Travail demandé
Mettez en forme les lignes du matériel ci-dessous en un tableau Markdown dont les colonnes s'intitulent « Numéro » et « Ligne ». Omettez les lignes vides.
-------------------------
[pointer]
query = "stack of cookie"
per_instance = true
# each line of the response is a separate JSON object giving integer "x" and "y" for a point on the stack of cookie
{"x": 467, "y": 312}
-------------------------
Solution proposée
| Numéro | Ligne |
|---|---|
| 1 | [pointer] |
| 2 | query = "stack of cookie" |
| 3 | per_instance = true |
| 4 | # each line of the response is a separate JSON object giving integer "x" and "y" for a point on the stack of cookie |
| 5 | {"x": 467, "y": 312} |